EXERCISE MATERIALS Block Start
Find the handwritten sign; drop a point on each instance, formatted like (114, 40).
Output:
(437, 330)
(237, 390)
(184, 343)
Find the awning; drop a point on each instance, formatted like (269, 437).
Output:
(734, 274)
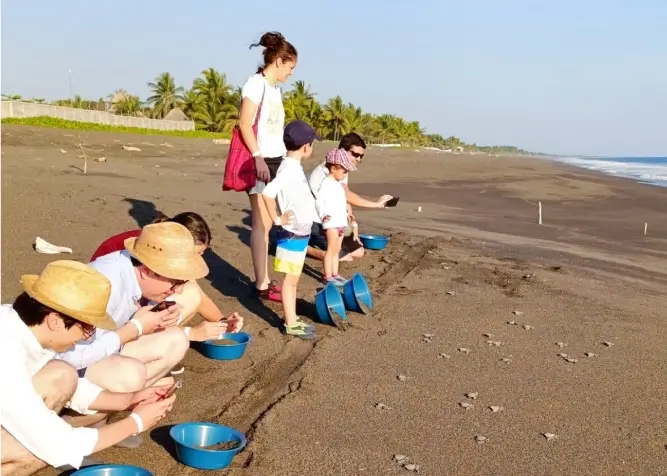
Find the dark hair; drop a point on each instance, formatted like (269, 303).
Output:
(275, 46)
(331, 166)
(292, 147)
(350, 140)
(193, 222)
(32, 312)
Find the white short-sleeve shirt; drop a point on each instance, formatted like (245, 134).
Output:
(272, 115)
(24, 415)
(290, 189)
(332, 202)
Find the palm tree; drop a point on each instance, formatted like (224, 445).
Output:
(129, 105)
(218, 108)
(166, 95)
(334, 115)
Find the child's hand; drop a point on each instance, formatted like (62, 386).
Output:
(234, 322)
(287, 218)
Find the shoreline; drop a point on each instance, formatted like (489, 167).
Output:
(588, 275)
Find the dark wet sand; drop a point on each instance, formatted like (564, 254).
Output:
(588, 275)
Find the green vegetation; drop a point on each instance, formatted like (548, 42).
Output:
(213, 104)
(45, 121)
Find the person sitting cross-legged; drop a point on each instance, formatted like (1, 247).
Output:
(63, 305)
(147, 344)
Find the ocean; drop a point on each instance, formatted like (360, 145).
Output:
(649, 170)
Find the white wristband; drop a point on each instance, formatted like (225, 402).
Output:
(137, 324)
(140, 423)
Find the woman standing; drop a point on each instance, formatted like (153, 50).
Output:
(261, 95)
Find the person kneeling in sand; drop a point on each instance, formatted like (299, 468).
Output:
(147, 344)
(192, 299)
(63, 305)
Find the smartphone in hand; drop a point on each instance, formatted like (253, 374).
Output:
(161, 306)
(393, 202)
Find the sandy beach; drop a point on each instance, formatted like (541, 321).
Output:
(472, 262)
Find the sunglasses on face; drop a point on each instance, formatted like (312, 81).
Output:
(87, 330)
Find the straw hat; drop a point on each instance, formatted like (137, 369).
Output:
(73, 289)
(168, 249)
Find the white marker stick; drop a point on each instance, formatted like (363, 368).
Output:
(539, 212)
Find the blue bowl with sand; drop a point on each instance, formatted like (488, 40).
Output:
(374, 242)
(112, 470)
(204, 445)
(329, 305)
(230, 346)
(357, 295)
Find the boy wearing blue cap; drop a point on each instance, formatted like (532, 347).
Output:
(296, 203)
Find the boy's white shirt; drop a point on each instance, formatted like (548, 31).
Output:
(332, 202)
(291, 191)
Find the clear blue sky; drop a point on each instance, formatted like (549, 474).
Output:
(561, 76)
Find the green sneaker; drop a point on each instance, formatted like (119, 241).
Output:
(300, 329)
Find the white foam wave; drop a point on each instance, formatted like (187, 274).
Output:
(655, 173)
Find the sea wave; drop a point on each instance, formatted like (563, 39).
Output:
(643, 169)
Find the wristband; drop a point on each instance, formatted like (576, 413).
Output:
(137, 324)
(140, 423)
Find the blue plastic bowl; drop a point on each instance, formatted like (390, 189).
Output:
(374, 242)
(329, 304)
(113, 470)
(357, 295)
(227, 352)
(190, 437)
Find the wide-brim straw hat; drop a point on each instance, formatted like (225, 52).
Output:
(168, 249)
(73, 289)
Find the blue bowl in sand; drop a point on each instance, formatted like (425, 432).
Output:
(329, 305)
(112, 470)
(374, 242)
(232, 349)
(204, 445)
(357, 295)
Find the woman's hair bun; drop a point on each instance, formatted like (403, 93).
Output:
(272, 40)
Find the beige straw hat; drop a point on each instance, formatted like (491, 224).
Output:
(168, 249)
(73, 289)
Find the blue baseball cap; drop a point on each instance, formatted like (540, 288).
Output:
(299, 133)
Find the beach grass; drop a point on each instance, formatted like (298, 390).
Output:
(57, 123)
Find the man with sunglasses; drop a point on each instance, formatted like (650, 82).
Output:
(147, 343)
(351, 248)
(65, 304)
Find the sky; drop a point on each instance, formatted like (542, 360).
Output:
(579, 77)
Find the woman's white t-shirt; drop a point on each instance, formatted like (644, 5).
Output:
(332, 202)
(272, 115)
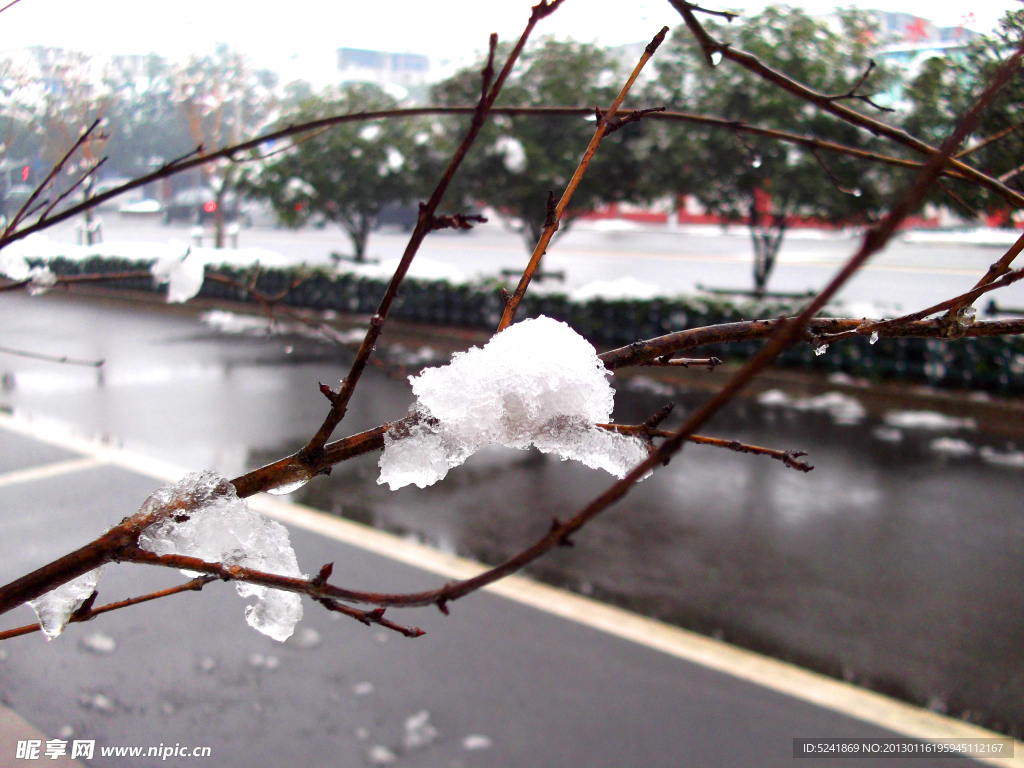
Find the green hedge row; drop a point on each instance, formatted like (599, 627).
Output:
(990, 364)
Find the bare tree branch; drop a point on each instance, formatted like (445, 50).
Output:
(713, 47)
(555, 215)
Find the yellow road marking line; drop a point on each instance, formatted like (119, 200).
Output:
(47, 471)
(807, 686)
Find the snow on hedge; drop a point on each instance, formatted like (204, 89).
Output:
(217, 526)
(538, 383)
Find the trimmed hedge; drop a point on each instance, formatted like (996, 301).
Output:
(990, 364)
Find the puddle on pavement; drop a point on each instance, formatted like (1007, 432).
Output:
(897, 564)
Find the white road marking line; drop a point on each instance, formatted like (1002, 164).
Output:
(47, 471)
(769, 673)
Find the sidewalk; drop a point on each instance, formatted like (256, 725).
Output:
(523, 675)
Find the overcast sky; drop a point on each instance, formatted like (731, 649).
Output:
(271, 31)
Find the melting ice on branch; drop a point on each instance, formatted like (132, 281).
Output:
(217, 526)
(54, 608)
(538, 383)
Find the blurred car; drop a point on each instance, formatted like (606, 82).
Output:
(13, 199)
(115, 203)
(198, 205)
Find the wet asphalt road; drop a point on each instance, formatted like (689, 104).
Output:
(528, 688)
(892, 564)
(905, 275)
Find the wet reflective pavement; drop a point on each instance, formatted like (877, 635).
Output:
(898, 563)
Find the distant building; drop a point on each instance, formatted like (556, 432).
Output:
(905, 29)
(382, 68)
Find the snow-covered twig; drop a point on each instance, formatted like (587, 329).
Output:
(51, 357)
(714, 49)
(339, 402)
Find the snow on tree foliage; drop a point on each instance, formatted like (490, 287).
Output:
(217, 526)
(54, 608)
(538, 383)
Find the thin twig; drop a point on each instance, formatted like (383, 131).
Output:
(69, 280)
(57, 167)
(788, 458)
(711, 363)
(852, 93)
(120, 543)
(957, 301)
(67, 193)
(196, 585)
(554, 217)
(1011, 174)
(199, 158)
(749, 61)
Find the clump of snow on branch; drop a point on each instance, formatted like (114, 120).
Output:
(206, 519)
(15, 266)
(55, 607)
(538, 383)
(182, 272)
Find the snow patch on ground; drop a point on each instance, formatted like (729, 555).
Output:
(842, 408)
(951, 446)
(209, 521)
(1013, 459)
(537, 383)
(421, 268)
(927, 420)
(623, 289)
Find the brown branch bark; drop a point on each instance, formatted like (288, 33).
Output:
(604, 123)
(120, 544)
(314, 446)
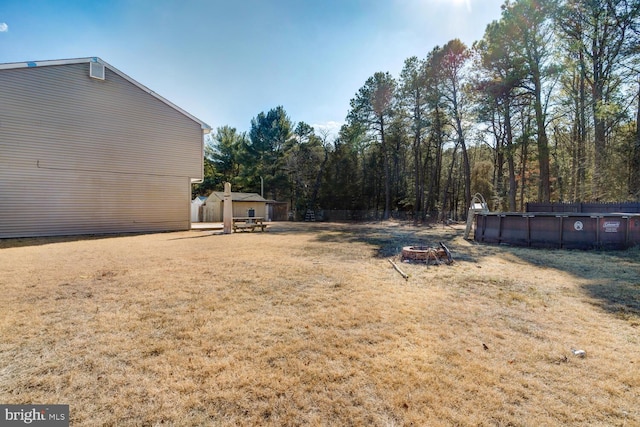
EXERCISE MATERIALS Block End
• _YOUR GOAL_
Here the job is to print all the data exactly, skipping any image.

• _EXERCISE ANSWER_
Find the handwritten sign; drop a point on each instance, formatted like (114, 40).
Output:
(437, 330)
(237, 390)
(184, 343)
Find the awning; drop a point on each instance, formatted like (269, 437).
Output:
(734, 274)
Find the dark hair; drop a point on each instance, formatted like (269, 303).
Output:
(275, 46)
(331, 166)
(292, 147)
(350, 140)
(193, 222)
(32, 312)
Find the white short-sleeve shirt; drop a point on each instance, formatted like (245, 134).
Output:
(272, 115)
(24, 415)
(290, 189)
(332, 202)
Find the palm tree; drop a point on each instance, formatted like (224, 445).
Output:
(129, 105)
(218, 108)
(166, 95)
(334, 115)
Find the child's hand; drop a point on each instance, formatted like (62, 386).
Output:
(234, 322)
(287, 218)
Find the shoreline; drop a point on each instance, formatted like (489, 167).
Output:
(588, 275)
Find the dark wet sand; drop a point on each instance, formatted like (564, 254).
Output:
(588, 275)
Find the green vegetation; drop a point on each instance, formatted like (548, 42).
Output:
(213, 104)
(45, 121)
Find the person sitting cross-legged; drop a point on each instance, formatted like (1, 247).
Output:
(63, 305)
(147, 344)
Find the ocean; drop a point on each instance, formatted like (360, 145).
Output:
(649, 170)
Find the white wristband; drop a point on each instance, formatted like (225, 402).
Output:
(137, 324)
(140, 423)
Find the woman standing; drop a point on each instance, formatted like (153, 50).
Output:
(261, 95)
Find the person kneeling in sand; drop a point on each instance, formatted like (299, 468).
Output:
(147, 344)
(192, 299)
(63, 305)
Find the smartphone in hand; drop a point on each instance, formatted like (253, 374).
Output:
(161, 306)
(393, 202)
Find the sandy beach; drop a point on each instance, formatted like (541, 321).
Output:
(472, 262)
Find the sunglasses on face; drop a point on each instance, formatted like (312, 81).
Output:
(87, 330)
Find the straw hat; drop a point on each instance, formatted like (137, 369).
Output:
(73, 289)
(168, 249)
Find the white marker stick; drop a point on each instance, formatted like (363, 368).
Output:
(539, 212)
Find the blue bowl with sand; drop a point on each instance, formatted like (488, 40).
Output:
(374, 242)
(112, 470)
(204, 445)
(329, 305)
(230, 346)
(357, 295)
Find the boy wearing blue cap; drop a point on each instance, formatted like (532, 347).
Output:
(296, 203)
Find the boy's white shirt; drop a point on each instance, formatted like (548, 31).
Output:
(332, 202)
(291, 191)
Find the clear blue sky; drop a point on each instance, formatted like (549, 474).
Output:
(561, 76)
Find the green sneaker; drop a point on each instance, formatted like (119, 241).
Output:
(300, 329)
Find the white foam wave; drop a point on each instance, formatted like (187, 274).
Output:
(655, 173)
Find the sea wave; drop a point on each instance, formatted like (563, 39).
Output:
(643, 169)
Find the wristband; drop a point on each instance, formatted like (576, 413).
Output:
(137, 324)
(140, 423)
Find the blue plastic bowl; drop a point on each instance, formatted like (390, 189).
Output:
(374, 242)
(329, 304)
(113, 470)
(357, 295)
(227, 352)
(190, 437)
Find the wide-brim straw hat; drop a point on each instance, formatted like (225, 52).
Output:
(168, 249)
(73, 289)
Find the blue bowl in sand; drop a point on each instance, formatted like (425, 432).
Output:
(329, 305)
(112, 470)
(374, 242)
(232, 349)
(204, 445)
(357, 295)
Find the woman's hair bun; drop a point on each instance, formatted like (403, 93).
Output:
(272, 40)
Find the beige straw hat; drop a point on each instance, formatted like (491, 224).
Output:
(168, 249)
(73, 289)
Find the blue baseball cap; drop a point on each instance, formatted like (540, 288).
Output:
(299, 133)
Find the beach grass; drop a point on each instance, formatted like (298, 390).
Output:
(57, 123)
Find the man with sunglasses; drop a point on each instance, formatted like (650, 82).
Output:
(147, 343)
(351, 248)
(65, 304)
Find the sky; drop a point on each instance, formatted like (542, 360).
Output:
(579, 77)
Find the woman's white t-shirt; drop a point on each instance, formatted like (644, 5).
Output:
(332, 202)
(272, 115)
Find the green hedge row; drop a point on each instance, formatted like (599, 627).
Output:
(990, 364)
Find the bare tree branch; drop a point on each instance, formatted like (445, 50).
Output:
(713, 47)
(555, 215)
Find the yellow road marking line; drop a point on each instance, formatted like (119, 200).
Output:
(47, 471)
(807, 686)
Find the snow on hedge; drop a point on each instance, formatted like (204, 89).
Output:
(217, 526)
(538, 383)
Find the trimmed hedge; drop a point on each instance, formatted like (996, 301).
Output:
(990, 364)
Find the puddle on pavement; drop a point on each instance, formatted like (1007, 432).
Output:
(897, 564)
Find the white road marking line; drop a point on each instance, formatted like (1002, 164).
Output:
(47, 471)
(769, 673)
Find the sidewalk; drop a point on each instance, formatted like (256, 725).
Output:
(523, 675)
Find the overcast sky; drop a point on each instance, formatted like (731, 649).
Output:
(271, 31)
Find the melting ice on branch; drop a point on each instance, formatted like (132, 281).
Output:
(217, 526)
(54, 608)
(538, 383)
Find the blurred car; drop a point on each instance, formatted like (606, 82).
Output:
(13, 199)
(115, 203)
(198, 205)
Find the wet asphalt road; drop a point on each instance, formatted like (689, 104).
Output:
(528, 688)
(892, 564)
(905, 275)
Find the wet reflective pavement; drop a point on each instance, formatted like (877, 635).
Output:
(898, 563)
Find the distant building; drop a point on each instance, formatted like (556, 432).
Output:
(905, 29)
(382, 68)
Find the snow-covered twig; drop a point on each instance, formatted like (587, 329).
Output:
(51, 357)
(714, 49)
(339, 402)
Find the snow on tree foliage; drop a point on each instance, formatted like (490, 287).
Output:
(217, 526)
(54, 608)
(538, 383)
Find the thin twig; drop a point on each instance, formatted like (383, 131).
Output:
(69, 280)
(57, 167)
(788, 458)
(711, 363)
(852, 93)
(120, 543)
(957, 301)
(67, 193)
(196, 585)
(554, 217)
(1011, 174)
(199, 158)
(749, 61)
Find the clump of snow on branch; drop a point on each instance, formatted like (114, 120).
Output:
(206, 519)
(15, 266)
(55, 607)
(538, 383)
(182, 272)
Find the snow patch on ground; drop a point on each instance, formatted like (729, 555).
Output:
(842, 408)
(951, 446)
(209, 521)
(1013, 459)
(537, 383)
(421, 268)
(927, 420)
(623, 289)
Find the brown branch bark; drop a point on each instance, formatted like (288, 33).
Output:
(604, 123)
(120, 544)
(314, 446)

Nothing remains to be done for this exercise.